Data items:
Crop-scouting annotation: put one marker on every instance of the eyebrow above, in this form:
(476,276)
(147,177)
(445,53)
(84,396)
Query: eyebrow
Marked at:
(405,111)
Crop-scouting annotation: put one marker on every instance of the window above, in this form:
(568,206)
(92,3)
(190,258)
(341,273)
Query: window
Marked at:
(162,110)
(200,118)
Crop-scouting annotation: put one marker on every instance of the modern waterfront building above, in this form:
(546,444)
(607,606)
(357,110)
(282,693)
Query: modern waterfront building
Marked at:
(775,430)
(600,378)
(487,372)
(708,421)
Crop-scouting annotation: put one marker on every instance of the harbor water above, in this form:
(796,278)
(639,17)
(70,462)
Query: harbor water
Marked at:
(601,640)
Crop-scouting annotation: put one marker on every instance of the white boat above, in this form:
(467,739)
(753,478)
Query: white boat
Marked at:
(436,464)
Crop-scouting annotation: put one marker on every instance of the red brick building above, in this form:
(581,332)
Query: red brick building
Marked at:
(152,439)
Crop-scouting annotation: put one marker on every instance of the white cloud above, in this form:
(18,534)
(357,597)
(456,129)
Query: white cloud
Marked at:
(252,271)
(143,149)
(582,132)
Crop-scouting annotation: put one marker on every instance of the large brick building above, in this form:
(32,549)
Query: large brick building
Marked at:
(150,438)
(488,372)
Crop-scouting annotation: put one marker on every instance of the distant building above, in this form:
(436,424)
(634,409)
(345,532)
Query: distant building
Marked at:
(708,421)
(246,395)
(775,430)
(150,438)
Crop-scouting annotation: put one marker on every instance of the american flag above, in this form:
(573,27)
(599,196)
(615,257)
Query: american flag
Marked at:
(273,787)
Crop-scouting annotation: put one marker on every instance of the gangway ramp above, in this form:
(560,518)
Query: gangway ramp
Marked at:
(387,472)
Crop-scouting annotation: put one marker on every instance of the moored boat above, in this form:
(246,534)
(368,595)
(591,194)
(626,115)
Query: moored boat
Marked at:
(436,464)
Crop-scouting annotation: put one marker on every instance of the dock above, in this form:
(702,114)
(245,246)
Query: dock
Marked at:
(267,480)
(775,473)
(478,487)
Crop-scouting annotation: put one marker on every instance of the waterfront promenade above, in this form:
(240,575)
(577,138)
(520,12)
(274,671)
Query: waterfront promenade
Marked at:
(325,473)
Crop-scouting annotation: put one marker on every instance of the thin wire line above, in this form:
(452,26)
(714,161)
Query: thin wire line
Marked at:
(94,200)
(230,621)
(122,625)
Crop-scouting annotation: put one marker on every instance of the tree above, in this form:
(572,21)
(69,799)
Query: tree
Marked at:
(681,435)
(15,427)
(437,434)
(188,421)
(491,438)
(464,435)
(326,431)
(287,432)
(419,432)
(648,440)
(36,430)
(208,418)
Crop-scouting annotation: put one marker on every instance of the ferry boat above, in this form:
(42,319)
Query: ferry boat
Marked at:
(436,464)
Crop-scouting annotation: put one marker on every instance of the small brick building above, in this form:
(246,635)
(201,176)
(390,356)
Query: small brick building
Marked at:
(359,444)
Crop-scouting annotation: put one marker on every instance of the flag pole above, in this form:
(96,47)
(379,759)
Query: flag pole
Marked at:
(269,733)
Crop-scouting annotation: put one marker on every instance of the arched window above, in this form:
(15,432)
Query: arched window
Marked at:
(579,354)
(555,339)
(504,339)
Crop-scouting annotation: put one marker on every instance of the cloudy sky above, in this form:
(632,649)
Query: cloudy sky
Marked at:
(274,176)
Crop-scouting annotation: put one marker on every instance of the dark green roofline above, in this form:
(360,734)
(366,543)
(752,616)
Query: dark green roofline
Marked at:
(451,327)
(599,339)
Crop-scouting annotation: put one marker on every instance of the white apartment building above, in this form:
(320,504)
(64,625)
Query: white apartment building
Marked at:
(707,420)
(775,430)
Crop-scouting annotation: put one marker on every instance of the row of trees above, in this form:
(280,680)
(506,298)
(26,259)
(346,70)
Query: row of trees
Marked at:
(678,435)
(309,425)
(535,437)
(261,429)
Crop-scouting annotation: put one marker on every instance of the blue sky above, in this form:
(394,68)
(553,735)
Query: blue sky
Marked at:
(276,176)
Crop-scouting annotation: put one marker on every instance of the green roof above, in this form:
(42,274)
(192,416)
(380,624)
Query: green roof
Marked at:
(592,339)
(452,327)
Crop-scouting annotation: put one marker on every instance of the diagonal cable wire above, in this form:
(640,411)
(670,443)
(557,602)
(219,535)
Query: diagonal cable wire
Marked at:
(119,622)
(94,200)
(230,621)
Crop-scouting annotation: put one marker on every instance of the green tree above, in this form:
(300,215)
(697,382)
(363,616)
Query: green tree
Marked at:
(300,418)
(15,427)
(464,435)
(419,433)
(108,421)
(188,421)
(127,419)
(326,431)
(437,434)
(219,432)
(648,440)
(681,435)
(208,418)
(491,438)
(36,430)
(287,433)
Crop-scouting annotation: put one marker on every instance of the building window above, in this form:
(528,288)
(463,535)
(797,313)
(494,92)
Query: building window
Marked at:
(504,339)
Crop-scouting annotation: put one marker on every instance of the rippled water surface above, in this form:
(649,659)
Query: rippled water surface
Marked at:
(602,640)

__What this task involves__
Repeat every record, keeping each word and mark exactly as it is.

__The solution__
Crop-scouting annotation: put one marker on every instance of the eyebrow above, in this form:
(476,276)
(147,177)
(445,53)
(84,396)
Query: eyebrow
Marked at:
(405,111)
Crop-scouting annotation: put one marker on every instance of the window above, in this form:
(568,206)
(92,3)
(190,258)
(341,273)
Query: window
Marked at:
(162,110)
(200,118)
Crop-scouting annotation: put one marker on every instance of the modern waterfront building above, in this form:
(546,444)
(607,606)
(357,110)
(282,693)
Query: modern waterfront building
Marked at:
(775,430)
(600,378)
(487,372)
(708,421)
Crop-scouting annotation: put one marker on every instance of the harbor water above, in this form:
(796,278)
(639,17)
(70,462)
Query: harbor water
Marked at:
(601,640)
Crop-scouting annotation: put one marker on every instance of the white boat above, in this form:
(467,739)
(753,478)
Query: white boat
Marked at:
(436,464)
Crop-scouting annotation: put one marker on every instance of the red brick building above, in this form:
(581,332)
Query: red brick building
Marked at:
(152,439)
Crop-scouting annotation: put one marker on every instance of the white cloud above, in this form:
(18,534)
(357,597)
(456,129)
Query: white cloud
Marked at:
(252,271)
(143,149)
(582,132)
Crop-scouting annotation: put one marker on every instance of the large brick building above, in this form:
(32,549)
Query: large brick building
Marked at:
(150,438)
(488,372)
Crop-scouting annotation: put one marker on every instance of the distant building above, in this form:
(436,424)
(634,409)
(345,532)
Query: distant building
Marked at:
(708,421)
(246,395)
(775,430)
(150,438)
Crop-scouting annotation: put one marker on every instance of the american flag above, in this form:
(573,27)
(599,196)
(615,257)
Query: american flag
Marked at:
(273,787)
Crop-scouting annotation: put one marker on every instance of the gangway ramp above, in this form:
(560,518)
Query: gangway ramp
Marked at:
(387,472)
Crop-scouting annotation: put one marker on every instance of the moored boat above, in this form:
(246,534)
(368,595)
(591,194)
(626,115)
Query: moored boat
Marked at:
(436,464)
Crop-scouting annotation: put one marker on every instance of the dock above, in this form:
(702,114)
(245,246)
Query: dock
Marked at:
(267,480)
(775,473)
(478,487)
Crop-scouting annotation: put one marker on every instance of the waterfront promenade above, in this form:
(240,575)
(577,138)
(520,12)
(274,671)
Query: waterfront promenade
Marked at:
(325,473)
Crop-scouting annotation: put one marker on every instance of the thin wire line above, in this form:
(452,26)
(714,161)
Query: thin wire line
Marked at:
(94,200)
(230,621)
(122,625)
Crop-scouting annotation: put one marker on every instance of the tree above, in this form:
(572,21)
(69,799)
Query: tree
Marked at:
(681,435)
(15,427)
(437,434)
(188,421)
(491,438)
(464,435)
(326,431)
(287,432)
(419,432)
(648,440)
(36,430)
(208,418)
Crop-scouting annotation: put one marker on every instance of the ferry boat above, in this form:
(42,319)
Query: ferry boat
Marked at:
(436,464)
Crop-scouting annotation: put one marker on every instance of the small brick building above, in this form:
(246,635)
(201,176)
(390,356)
Query: small brick building
Marked at:
(359,444)
Crop-scouting annotation: put one marker on every instance of the flag pole above, in this form:
(96,47)
(379,759)
Query: flag pole
Marked at:
(269,733)
Crop-scouting annotation: put one marker on every instance of the arched window above, in this form:
(15,432)
Query: arched window
Marked at:
(579,354)
(555,339)
(504,339)
Crop-scouting annotation: put one marker on every instance of the cloudy sky above, in this form:
(632,649)
Query: cloudy sky
Marked at:
(274,176)
Crop-scouting annotation: put one marker on every instance of the dark green roofline above, in this form:
(360,734)
(366,543)
(752,616)
Query: dark green roofline
Marked at:
(451,327)
(599,339)
Crop-scouting annotation: put one marker on every instance of the white apartment building above, in this form:
(320,504)
(64,625)
Query: white apartment building
Marked at:
(707,420)
(775,430)
Crop-scouting annotation: put one marker on every instance of the row of trees above, in this form:
(280,680)
(506,298)
(26,259)
(346,70)
Query: row of trees
Marked at:
(678,435)
(309,425)
(535,437)
(261,429)
Crop-scouting annotation: put one marker on every instance of the blue sky above, in this form:
(394,68)
(553,735)
Query: blue sky
Marked at:
(276,176)
Crop-scouting annotation: put one marker on every instance of the green roof above, in this form:
(42,274)
(192,416)
(380,624)
Query: green roof
Marked at:
(592,339)
(452,327)
Crop-scouting annotation: put one marker on every instance of the diagonal cable wire above, in this form:
(640,411)
(670,443)
(557,602)
(219,535)
Query: diagonal cable wire
Marked at:
(119,622)
(94,200)
(230,621)
Crop-scouting annotation: put one marker on every instance of the green tree above, in this form:
(300,215)
(697,382)
(363,616)
Query: green tree
Marked at:
(300,418)
(15,427)
(464,435)
(419,433)
(108,421)
(188,421)
(127,419)
(326,431)
(437,434)
(219,432)
(648,440)
(681,435)
(208,418)
(491,438)
(36,430)
(287,433)
Crop-scouting annotation: put one marker on every instance of the building window above, in this form:
(528,288)
(463,535)
(797,313)
(494,92)
Query: building window
Marked at:
(504,339)
Crop-scouting annotation: put one marker on every instance of the rippled water surface above, in this form:
(649,659)
Query: rippled water surface
Marked at:
(602,640)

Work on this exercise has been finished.